> [Selection]
BTW Your code example was a bit inconvenient to work with. Lack of spaces led to some weird line wrapping, which was a readability problem (at least for me). And, preserving all 4 quaternion expressions meant either a/ replicating the same change across four lines (wasted time) or b/ figuring out what I could delete from your example. Ideal practice is to post a minimal example that reproduces the problem – could have simplified to one quaternion, deleted buffer players, etc.

hjh

Petros_TatPsi · October 26, 2024, 6:31am

Hi jamshark, I see what you mean about the example code, I will try to be more careful in the future, thank you. I will look into your solution asap.

Best,
PT

Petros_TatPsi · October 26, 2024, 6:43am

many thanks, the thing works as intended!

jamshark70 · October 27, 2024, 1:35am

Ah, I just remembered, the right way to support math ops on Quaternions vs AbstractFunctions (including UGens) is composeBinaryOp – so my suggestion yesterday is an incomplete hack.

hjh

Petros_TatPsi · October 27, 2024, 2:14am

dunno, your solution works fine, the changes I made according to your lat post gave me the error

ERROR: Message ‘performBinaryOpOnQuaternion’ not understood.

I wrote:

+ AbstractFunction {
	asQuaternion {
		^Quaternion(this, 0.0, 0.0, 0.0)
	}
	composeBinaryOpOnQuaternion { arg aSelector, quat, adverb;
		^quat.perform(aSelector, this.asQuaternion, adverb)
	}
}

Best,
PT

> [Stored records]
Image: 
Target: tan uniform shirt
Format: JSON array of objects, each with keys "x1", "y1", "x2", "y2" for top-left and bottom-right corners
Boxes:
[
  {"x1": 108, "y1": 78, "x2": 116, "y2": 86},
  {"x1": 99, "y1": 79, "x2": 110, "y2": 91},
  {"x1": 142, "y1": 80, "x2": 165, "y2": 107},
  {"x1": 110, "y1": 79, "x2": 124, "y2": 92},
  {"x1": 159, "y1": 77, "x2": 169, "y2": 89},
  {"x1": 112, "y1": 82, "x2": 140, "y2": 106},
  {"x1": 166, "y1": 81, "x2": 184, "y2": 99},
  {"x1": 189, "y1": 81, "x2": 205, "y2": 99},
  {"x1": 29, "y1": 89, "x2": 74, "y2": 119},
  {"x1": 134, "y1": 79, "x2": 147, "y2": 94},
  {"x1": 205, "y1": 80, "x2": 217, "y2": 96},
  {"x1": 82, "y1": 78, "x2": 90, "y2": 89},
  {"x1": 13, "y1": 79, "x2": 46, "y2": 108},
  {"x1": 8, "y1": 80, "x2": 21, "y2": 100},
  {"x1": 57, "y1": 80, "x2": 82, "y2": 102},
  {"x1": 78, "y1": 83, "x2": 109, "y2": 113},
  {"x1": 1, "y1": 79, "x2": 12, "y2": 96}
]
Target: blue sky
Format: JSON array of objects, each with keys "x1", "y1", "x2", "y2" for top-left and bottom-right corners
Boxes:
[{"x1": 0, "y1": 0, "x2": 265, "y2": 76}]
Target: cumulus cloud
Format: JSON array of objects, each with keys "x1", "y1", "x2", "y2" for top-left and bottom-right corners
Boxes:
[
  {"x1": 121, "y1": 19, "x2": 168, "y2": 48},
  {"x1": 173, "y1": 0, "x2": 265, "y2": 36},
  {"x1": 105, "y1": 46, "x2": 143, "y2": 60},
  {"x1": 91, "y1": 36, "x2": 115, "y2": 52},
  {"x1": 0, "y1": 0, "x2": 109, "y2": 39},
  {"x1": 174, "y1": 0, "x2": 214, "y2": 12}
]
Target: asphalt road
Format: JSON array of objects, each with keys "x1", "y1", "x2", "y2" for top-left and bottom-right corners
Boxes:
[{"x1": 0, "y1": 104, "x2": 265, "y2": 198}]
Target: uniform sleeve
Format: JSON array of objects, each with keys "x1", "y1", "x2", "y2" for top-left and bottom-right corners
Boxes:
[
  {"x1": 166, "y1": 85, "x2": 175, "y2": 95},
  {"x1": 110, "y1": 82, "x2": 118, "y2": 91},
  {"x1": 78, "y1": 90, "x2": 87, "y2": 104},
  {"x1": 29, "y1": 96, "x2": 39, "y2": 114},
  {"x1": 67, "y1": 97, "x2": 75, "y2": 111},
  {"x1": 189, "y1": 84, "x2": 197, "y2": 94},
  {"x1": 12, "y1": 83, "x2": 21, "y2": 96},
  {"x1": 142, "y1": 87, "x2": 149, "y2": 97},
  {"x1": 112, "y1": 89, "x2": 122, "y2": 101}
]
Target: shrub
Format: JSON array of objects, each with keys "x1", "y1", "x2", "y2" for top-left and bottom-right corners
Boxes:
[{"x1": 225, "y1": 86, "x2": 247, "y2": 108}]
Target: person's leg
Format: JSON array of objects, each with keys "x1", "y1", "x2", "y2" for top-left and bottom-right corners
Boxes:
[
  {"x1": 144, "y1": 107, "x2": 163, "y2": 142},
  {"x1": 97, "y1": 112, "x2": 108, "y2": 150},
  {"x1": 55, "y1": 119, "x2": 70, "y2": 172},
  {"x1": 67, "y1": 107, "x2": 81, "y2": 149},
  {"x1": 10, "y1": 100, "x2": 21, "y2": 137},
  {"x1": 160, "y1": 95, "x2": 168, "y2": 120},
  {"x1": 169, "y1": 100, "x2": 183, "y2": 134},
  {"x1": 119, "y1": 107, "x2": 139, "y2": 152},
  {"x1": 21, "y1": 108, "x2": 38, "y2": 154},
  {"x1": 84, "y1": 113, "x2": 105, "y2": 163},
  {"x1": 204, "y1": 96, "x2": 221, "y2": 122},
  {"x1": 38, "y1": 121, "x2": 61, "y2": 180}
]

> [Stated exercise 1]
From the forum thread, print the passage starting with "many thanks, the" and going on through "an incomplete hack.".
> [Stated exercise 2]
Pick out each line of the records that contains the word "Target".

> [Task solution 1]
many thanks, the thing works as intended!

jamshark70 · October 27, 2024, 1:35am

Ah, I just remembered, the right way to support math ops on Quaternions vs AbstractFunctions (including UGens) is composeBinaryOp – so my suggestion yesterday is an incomplete hack.

> [Task solution 2]
Target: tan uniform shirt
Target: blue sky
Target: cumulus cloud
Target: asphalt road
Target: uniform sleeve
Target: shrub
Target: person's leg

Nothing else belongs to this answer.